**Supplied text:**
*-*-*
BLOG

Back to Blog

Intervention Essentials Part 1: Guaranteed Access to a Full Series of Lessons

Published On: April 11th, 2022 | Categories: Reading Recovery Teaching, Teaching |

by Connie Briggs

 

Why does the Reading Recovery trademark guarantee participating students a full series of lessons
that may be up to 20 weeks of instruction? 

 

“The quality and integrity of your implementation [Reading Recovery] is protected by a trademark annually granted to sites, pending a review of adherence with the Standards and Guidelines of Reading Recovery in the United States …” (Reading Recovery Council of North America, [RRCNA], 2021, p. 33). With over 35 years of research and excellent national student outcome data, schools and districts that adhere to standards and guidelines—and employ an effective implementation plan—can be assured that investing in Reading Recovery will reduce the number of children with reading difficulties and the long-term cost to their systems for educating these children. Adherence to all aspects of the Reading Recovery standards, guidelines, and procedures is key to establishing and maintaining effective interventions.

 

What is a Full Series of Lessons?
Per Clay’s (2016) design for this intervention, every Reading Recovery student is entitled to a full series of Reading Recovery lessons, and that is individual lessons of 30 minutes daily for a maximum of 20 weeks. Some children will not require the maximum weeks of instruction. They will accelerate their literacy learning and demonstrate the proficiency levels, the literacy processing system, and the learner independence required to ensure their continued literacy learning with less than 20 weeks of instruction. Their series of Reading Recovery lessons then ends as they have achieved intervention goals. They will receive ongoing literacy instruction from their classroom teachers, most often within average groups. Other children will need 20 weeks of instruction to achieve intervention goals, and a small number will not achieve intervention goals even with 20 weeks of individual instruction. Irrespective of their progress, all students are guaranteed access to 20 weeks of lessons.
*-*-*
Pointing dataset excerpts
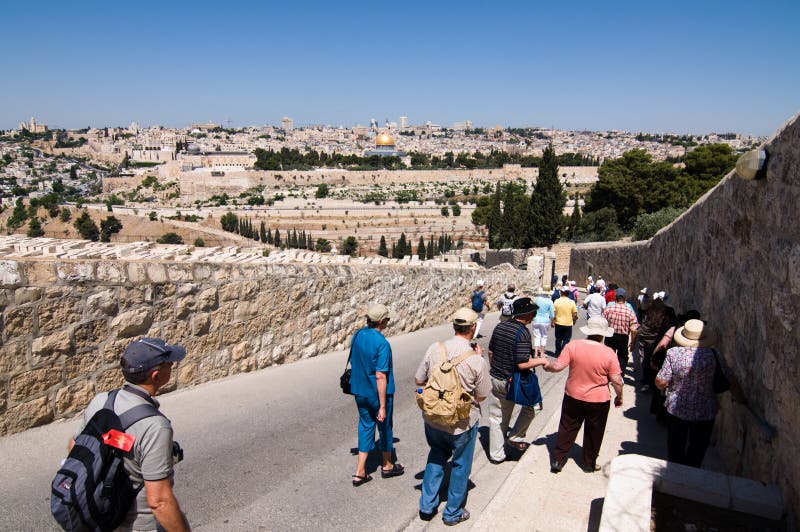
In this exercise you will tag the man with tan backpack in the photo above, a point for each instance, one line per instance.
(453, 379)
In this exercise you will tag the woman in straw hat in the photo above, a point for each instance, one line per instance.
(592, 367)
(688, 376)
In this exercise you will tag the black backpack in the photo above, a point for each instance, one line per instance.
(92, 490)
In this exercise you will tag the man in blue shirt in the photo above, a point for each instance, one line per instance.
(372, 384)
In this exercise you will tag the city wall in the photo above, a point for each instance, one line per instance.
(65, 322)
(735, 257)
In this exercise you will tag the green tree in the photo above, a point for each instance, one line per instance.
(229, 222)
(18, 215)
(170, 238)
(599, 226)
(322, 191)
(350, 246)
(493, 224)
(323, 245)
(575, 219)
(108, 227)
(634, 185)
(647, 225)
(86, 227)
(547, 203)
(35, 228)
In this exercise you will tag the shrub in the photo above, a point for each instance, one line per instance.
(647, 225)
(170, 238)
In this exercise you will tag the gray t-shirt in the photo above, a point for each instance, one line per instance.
(150, 458)
(473, 374)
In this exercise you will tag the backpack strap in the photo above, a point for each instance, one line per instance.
(443, 352)
(462, 357)
(137, 413)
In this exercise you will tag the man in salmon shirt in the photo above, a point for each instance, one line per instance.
(592, 367)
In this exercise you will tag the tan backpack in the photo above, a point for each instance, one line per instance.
(443, 402)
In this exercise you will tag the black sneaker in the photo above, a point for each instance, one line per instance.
(556, 466)
(461, 518)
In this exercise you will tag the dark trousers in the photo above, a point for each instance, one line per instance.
(575, 413)
(619, 343)
(563, 336)
(687, 441)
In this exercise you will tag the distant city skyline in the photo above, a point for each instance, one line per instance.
(681, 67)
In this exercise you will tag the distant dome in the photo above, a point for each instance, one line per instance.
(384, 140)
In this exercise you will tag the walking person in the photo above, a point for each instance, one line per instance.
(595, 304)
(510, 349)
(478, 302)
(542, 323)
(505, 302)
(372, 385)
(456, 442)
(623, 320)
(566, 314)
(146, 365)
(592, 367)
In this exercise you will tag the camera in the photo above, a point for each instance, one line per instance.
(177, 452)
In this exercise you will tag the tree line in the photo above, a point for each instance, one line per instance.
(293, 159)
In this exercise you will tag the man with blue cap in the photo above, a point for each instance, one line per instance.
(146, 365)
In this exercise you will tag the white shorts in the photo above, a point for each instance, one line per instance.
(540, 331)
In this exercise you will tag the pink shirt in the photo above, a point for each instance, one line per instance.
(591, 365)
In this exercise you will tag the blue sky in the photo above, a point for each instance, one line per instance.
(678, 66)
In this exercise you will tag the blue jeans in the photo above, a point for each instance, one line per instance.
(563, 336)
(367, 421)
(444, 445)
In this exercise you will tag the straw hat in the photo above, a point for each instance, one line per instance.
(597, 326)
(695, 334)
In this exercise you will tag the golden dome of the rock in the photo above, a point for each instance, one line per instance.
(384, 139)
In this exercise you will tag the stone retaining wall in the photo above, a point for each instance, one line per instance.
(735, 257)
(65, 322)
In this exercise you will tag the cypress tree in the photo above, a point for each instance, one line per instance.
(547, 203)
(493, 224)
(575, 219)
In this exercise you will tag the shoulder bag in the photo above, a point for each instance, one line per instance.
(523, 385)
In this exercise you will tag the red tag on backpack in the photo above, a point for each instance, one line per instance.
(118, 439)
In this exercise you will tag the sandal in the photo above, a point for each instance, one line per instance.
(518, 445)
(357, 480)
(395, 471)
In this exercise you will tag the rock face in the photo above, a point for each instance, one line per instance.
(65, 322)
(735, 257)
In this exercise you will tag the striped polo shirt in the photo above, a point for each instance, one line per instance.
(505, 356)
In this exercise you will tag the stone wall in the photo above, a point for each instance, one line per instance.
(65, 322)
(735, 257)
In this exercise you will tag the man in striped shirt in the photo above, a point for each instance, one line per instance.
(510, 349)
(623, 319)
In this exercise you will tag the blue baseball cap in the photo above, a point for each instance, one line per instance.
(146, 353)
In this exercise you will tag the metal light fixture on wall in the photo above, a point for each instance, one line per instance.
(752, 165)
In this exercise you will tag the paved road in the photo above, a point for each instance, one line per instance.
(272, 450)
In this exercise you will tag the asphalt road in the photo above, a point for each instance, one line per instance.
(273, 450)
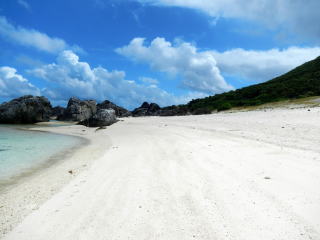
*-*-*
**Written exercise A:**
Answer these questions about the Reading Recovery post:
(i) Who is the author?
(ii) How long is each daily lesson?
(iii) How many years of research does the post mention?
**Written exercise B:**
Write out the rows between the line holding "In this exercise you will tag the red" and the end of the rows, inclusive. Leave the pictures out of your answer.

**Full output A:**
(i) Connie Briggs
(ii) 30 minutes
(iii) Over 35 years

**Full output B:**
In this exercise you will tag the red tag on backpack in the photo above, a point for each instance, one line per instance.
(118, 439)
In this exercise you will tag the sandal in the photo above, a point for each instance, one line per instance.
(518, 445)
(357, 480)
(395, 471)
In this exercise you will tag the rock face in the photo above, a point for each instance, one line per instance.
(65, 322)
(735, 257)
In this exercise you will tag the striped polo shirt in the photo above, a point for each instance, one line per instance.
(505, 356)
In this exercise you will tag the stone wall in the photo above, a point for each instance, one line per instance.
(65, 322)
(735, 257)
In this exercise you will tag the man in striped shirt in the photo above, a point for each instance, one line per instance.
(510, 349)
(623, 319)
In this exercise you will tag the blue baseball cap in the photo above, a point for each instance, one line per instance.
(146, 353)
In this exercise you will tag the metal light fixture on wall in the photo above, a point for each instance, one line per instance.
(752, 165)
In this exercise you will tag the paved road in the photo above, a point for each instance, one line per instance.
(272, 450)
In this exercise you will tag the asphalt road in the photo above, a point for each instance, one line per instance.
(273, 450)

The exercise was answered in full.